Activity
Copy out the data in full, keeping each line exactly as it reads.

Referring expression data:
----------

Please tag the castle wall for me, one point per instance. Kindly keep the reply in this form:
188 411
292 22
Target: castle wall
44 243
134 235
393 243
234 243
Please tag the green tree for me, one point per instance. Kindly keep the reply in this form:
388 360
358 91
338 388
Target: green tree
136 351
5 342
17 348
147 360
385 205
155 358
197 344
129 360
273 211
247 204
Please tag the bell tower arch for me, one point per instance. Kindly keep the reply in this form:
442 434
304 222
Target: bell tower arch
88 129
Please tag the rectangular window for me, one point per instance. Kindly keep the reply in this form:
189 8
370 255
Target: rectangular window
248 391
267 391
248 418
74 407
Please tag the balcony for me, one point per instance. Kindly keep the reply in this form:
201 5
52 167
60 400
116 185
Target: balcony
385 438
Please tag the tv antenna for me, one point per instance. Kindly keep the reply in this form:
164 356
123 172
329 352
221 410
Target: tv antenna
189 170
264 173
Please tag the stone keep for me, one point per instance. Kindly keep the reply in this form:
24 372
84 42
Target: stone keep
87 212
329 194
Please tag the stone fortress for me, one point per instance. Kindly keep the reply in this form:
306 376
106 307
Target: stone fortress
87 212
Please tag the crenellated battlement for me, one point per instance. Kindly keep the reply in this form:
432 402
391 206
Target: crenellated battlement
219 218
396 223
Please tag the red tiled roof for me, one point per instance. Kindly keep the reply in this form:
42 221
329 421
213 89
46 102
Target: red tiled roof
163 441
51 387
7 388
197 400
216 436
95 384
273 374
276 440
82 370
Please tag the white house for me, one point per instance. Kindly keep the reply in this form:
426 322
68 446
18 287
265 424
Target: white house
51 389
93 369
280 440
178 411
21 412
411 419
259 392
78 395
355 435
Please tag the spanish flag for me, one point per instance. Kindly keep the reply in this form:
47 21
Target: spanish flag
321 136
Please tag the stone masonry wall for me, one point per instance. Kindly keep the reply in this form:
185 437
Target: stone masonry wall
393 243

----------

Reply
Please tag the castle wall for me, one point per instance. Kindly keep the reply in this form:
188 411
292 22
Target: castle wall
44 243
134 235
393 243
234 243
Please tag the green tree for me, one point per instance. Kindly keep the reply in this form:
388 360
358 91
338 388
Target: green tree
136 351
5 342
17 348
147 360
385 205
155 358
197 344
129 360
273 211
247 204
Please tag the bell tower arch for me, one point per instance. Kindly keep the reply in this form:
442 434
304 222
Target: bell tower arch
88 129
Please tag the rectangular window for me, one point per instance. Kindly keep the reply in this form:
189 8
370 255
Target: rectangular window
248 391
267 391
248 418
74 407
Please tag the balcony for me, one point per instance. Kindly keep the reply in this form:
201 5
52 167
60 400
116 185
Target: balcony
385 438
Please tag the tv antenna for me, one point per instance. Kindly keep the reply in this form:
164 356
123 172
329 352
221 410
Target: tv antenna
189 170
264 173
Please tag the stone keep for me, one point per instance. Kindly keep the reply in this form:
24 372
84 42
Target: stone keep
87 212
329 194
Please tag the stone fortress for me, one point per instance. Kindly keep the reply in this form:
306 376
106 307
Target: stone fortress
87 212
Please tag the crenellated battlement for me, one point per instance. Kindly keep the reply in this form:
432 402
391 206
Target: crenellated battlement
219 218
396 223
Please tag the red tiled roof for me, one point per instance. Kindly keep the reply in this form:
42 221
329 421
213 89
46 102
Target: red tiled roof
163 441
51 387
7 388
197 400
216 436
95 384
273 374
276 440
82 370
Please tag the white house for me, one point per instance. Kindly keep the reply in this form:
426 322
68 446
18 287
265 424
Target: white house
51 389
93 369
280 440
178 411
21 412
411 419
259 392
78 395
355 435
Please tag the spanish flag for me, one point per instance. Kindly keep the reply in this form:
47 21
Target: spanish flag
321 136
Please tag the stone masonry wall for me, one point per instance. Kindly keep the reply in this form:
185 437
Target: stone masonry wall
393 243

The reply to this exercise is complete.